Stored data entries
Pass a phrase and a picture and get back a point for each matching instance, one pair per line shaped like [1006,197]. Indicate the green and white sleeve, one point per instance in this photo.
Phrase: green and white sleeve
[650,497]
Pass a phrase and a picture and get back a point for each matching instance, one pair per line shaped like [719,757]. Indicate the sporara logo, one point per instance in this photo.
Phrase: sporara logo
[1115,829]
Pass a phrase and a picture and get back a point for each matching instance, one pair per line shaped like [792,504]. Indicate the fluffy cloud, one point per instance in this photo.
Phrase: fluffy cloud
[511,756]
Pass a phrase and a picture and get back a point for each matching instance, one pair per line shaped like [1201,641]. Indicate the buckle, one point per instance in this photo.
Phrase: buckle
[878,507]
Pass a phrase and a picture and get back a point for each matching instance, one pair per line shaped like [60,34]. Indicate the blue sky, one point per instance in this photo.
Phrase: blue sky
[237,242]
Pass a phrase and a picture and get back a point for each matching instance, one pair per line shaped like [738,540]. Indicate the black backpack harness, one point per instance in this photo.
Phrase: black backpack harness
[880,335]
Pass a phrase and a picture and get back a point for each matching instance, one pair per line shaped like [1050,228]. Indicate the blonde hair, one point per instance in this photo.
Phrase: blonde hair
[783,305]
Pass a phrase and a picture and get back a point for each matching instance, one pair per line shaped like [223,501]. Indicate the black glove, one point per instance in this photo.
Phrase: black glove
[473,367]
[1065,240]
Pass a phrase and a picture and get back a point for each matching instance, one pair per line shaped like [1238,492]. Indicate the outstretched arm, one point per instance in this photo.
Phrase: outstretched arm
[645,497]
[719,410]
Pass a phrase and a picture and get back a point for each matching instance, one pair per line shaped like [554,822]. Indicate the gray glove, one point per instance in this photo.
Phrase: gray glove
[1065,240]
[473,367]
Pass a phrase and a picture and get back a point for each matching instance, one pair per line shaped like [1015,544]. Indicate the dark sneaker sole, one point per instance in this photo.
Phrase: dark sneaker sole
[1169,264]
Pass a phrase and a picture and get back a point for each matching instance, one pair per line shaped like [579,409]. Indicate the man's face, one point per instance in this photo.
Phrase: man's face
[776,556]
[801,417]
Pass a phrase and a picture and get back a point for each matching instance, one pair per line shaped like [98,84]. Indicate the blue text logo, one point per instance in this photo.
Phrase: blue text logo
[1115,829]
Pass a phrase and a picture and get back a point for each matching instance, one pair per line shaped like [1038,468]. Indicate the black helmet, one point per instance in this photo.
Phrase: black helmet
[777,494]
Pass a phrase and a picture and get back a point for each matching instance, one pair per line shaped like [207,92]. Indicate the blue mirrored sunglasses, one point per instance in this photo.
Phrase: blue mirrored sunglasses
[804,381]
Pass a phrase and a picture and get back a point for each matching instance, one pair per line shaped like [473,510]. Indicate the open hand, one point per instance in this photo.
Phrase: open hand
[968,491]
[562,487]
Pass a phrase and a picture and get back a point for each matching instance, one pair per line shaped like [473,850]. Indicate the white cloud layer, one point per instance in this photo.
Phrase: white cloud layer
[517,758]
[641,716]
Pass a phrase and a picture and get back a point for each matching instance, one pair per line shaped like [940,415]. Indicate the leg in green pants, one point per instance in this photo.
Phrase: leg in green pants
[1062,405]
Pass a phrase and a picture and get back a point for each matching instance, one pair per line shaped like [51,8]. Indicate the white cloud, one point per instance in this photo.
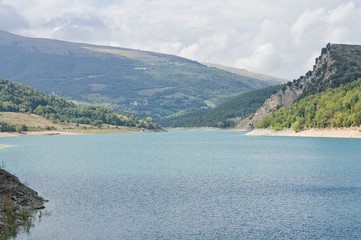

**Exercise**: Only the lines from the one containing "hand, one point per instance in this photo." through the last line of the entries above belong in the copy; reproduce them exactly and drop every picture.

**Response below**:
Pass a phrase and a picture and get back a point for each matching instance, one pair per line shaped like [473,510]. Indicate the open hand, one point per instance in this photo.
Phrase: open hand
[968,491]
[562,487]
Pass a phrase and a picture and get back a point for each matching instance, one pair per line shaped like [473,850]. Indicate the white cloud layer, one point per instance in this photo.
Phrase: white cloud layer
[517,758]
[641,716]
Pass a phrase and a picture and get back a point for each matching instance, one pair per line shaped like [940,415]. Indicate the leg in green pants, one point per instance in this photo.
Phrase: leg in green pants
[1062,405]
Pass a phrase and a picture and get back a point for each matching instance, one pair per line shaped like [51,8]. Indicate the white cloud, one point per instance in this photo.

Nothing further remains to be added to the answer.